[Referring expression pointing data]

=-=-=-=-=

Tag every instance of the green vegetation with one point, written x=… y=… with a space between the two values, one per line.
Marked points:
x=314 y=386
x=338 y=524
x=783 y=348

=-=-=-=-=

Print out every record again, exactly and in full.

Tag every instance of the green vegetation with one point, written x=… y=… with a space between the two values, one per line.
Marked points:
x=314 y=386
x=338 y=524
x=783 y=348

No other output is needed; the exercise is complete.